Les opérateurs touristiques, qui réclamaient depuis longtemps l’ouverture des frontières, ont obtenu satisfaction le 1er octobre. Une ouverture assortie de conditions strictes avec tests PCR et quarantaine pour les voyageurs non vaccinés.

Les Mauriciens ne se sont pas pressés pour prendre leur troisième dose de vaccin, dont l’administration a démarré le 3 octobre, les centres dédiés étant presque vides. Alors que pendant des mois, le pays n’enregistrait qu’un ou deux décès par semaine, la courbe de mortalité hebdomadaire a commencé à grimper dans la semaine du 8 octobre où l’on a enregistré 19 décès. Une hausse soudaine du taux de mortalité faisant penser au variant Delta mais le ministère de la Santé n’en faisait toujours pas état.

Consignes.
- 1) Recopiez le passage du texte qui commence par les mots « Les opérateurs touristiques, qui » et se termine par « toujours pas état. ».
- 2) Selon le texte, à quelle date a débuté l'administration de la troisième dose de vaccin ?
- 3) Présentez sous forme de liste le paragraphe du texte qui commence par « Les Mauriciens ne se sont pas pressés », en conservant ses faits principaux.
Appuyez-vous uniquement sur le texte pour répondre.

Données à examiner.
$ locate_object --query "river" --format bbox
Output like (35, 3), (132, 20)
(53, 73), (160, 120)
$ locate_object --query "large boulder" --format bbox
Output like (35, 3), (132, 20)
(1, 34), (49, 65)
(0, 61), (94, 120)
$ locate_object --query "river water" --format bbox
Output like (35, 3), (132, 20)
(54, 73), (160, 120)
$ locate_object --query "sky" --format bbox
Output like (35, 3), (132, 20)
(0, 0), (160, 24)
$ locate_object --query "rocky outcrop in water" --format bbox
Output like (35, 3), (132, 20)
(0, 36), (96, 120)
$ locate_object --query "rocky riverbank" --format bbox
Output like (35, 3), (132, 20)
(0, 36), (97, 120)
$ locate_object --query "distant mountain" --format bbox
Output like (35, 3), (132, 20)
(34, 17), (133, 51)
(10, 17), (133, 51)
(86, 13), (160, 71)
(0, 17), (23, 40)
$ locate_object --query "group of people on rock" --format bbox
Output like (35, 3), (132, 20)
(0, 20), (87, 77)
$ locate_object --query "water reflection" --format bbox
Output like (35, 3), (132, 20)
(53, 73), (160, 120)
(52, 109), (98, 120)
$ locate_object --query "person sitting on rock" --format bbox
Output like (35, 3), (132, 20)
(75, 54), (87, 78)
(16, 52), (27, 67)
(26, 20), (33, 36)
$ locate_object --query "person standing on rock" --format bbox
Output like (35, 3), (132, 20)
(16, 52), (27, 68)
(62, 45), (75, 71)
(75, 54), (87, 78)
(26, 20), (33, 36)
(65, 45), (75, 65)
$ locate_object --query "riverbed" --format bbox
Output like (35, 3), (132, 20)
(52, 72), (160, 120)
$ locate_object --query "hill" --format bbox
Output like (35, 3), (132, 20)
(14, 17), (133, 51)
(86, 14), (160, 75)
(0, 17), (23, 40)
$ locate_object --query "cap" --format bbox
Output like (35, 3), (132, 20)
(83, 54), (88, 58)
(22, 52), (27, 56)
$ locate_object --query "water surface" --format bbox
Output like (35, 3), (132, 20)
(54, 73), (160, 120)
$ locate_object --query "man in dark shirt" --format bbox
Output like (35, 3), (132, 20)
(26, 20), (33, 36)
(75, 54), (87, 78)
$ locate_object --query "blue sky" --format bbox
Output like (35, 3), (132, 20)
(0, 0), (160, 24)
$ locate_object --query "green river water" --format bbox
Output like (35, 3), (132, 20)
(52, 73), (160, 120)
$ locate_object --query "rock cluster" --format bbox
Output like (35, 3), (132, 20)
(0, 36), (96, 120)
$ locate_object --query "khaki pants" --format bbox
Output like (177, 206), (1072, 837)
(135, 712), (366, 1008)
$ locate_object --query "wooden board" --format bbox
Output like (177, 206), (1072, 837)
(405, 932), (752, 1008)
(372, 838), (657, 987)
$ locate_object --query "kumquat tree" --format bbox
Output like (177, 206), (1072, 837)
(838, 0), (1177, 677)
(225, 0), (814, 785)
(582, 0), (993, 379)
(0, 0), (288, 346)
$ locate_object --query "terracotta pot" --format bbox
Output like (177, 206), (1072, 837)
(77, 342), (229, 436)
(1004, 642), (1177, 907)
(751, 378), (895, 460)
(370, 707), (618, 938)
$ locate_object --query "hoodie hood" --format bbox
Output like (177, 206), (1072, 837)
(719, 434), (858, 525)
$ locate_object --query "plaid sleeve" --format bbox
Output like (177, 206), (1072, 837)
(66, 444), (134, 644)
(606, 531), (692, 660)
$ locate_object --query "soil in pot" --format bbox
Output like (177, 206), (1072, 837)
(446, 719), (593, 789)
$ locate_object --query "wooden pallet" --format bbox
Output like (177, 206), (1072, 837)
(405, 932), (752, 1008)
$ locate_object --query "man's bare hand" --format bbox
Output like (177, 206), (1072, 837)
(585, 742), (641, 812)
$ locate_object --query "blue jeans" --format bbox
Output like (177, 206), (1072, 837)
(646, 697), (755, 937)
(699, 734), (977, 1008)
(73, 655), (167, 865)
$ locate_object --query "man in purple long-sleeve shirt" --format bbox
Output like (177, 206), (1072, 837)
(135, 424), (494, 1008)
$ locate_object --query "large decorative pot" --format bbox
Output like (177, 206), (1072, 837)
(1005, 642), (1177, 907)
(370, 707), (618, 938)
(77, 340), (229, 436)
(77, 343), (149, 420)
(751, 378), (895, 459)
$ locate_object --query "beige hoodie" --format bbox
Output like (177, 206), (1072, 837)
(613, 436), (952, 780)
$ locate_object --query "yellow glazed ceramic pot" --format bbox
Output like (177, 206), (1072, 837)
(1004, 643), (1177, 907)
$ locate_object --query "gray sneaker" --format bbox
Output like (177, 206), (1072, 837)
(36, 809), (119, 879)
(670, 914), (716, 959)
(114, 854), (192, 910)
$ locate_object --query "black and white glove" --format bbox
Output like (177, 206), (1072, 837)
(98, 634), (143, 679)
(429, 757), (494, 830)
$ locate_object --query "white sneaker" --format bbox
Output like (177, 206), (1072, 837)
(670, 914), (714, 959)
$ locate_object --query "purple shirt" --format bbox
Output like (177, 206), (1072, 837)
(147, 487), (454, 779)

Réponses dans l'ordre.
- 1)
Les opérateurs touristiques, qui réclamaient depuis longtemps l’ouverture des frontières, ont obtenu satisfaction le 1er octobre. Une ouverture assortie de conditions strictes avec tests PCR et quarantaine pour les voyageurs non vaccinés.

Les Mauriciens ne se sont pas pressés pour prendre leur troisième dose de vaccin, dont l’administration a démarré le 3 octobre, les centres dédiés étant presque vides. Alors que pendant des mois, le pays n’enregistrait qu’un ou deux décès par semaine, la courbe de mortalité hebdomadaire a commencé à grimper dans la semaine du 8 octobre où l’on a enregistré 19 décès. Une hausse soudaine du taux de mortalité faisant penser au variant Delta mais le ministère de la Santé n’en faisait toujours pas état.

- 2) Le 3 octobre.

- 3)
- La troisième dose de vaccin est administrée depuis le 3 octobre, mais les Mauriciens ne se sont pas pressés : les centres dédiés étaient presque vides.
- Pendant des mois, le pays n'enregistrait qu'un ou deux décès par semaine.
- La semaine du 8 octobre, la mortalité hebdomadaire a grimpé, avec 19 décès.
- Cette hausse soudaine faisait penser au variant Delta, mais le ministère de la Santé n'en faisait toujours pas état.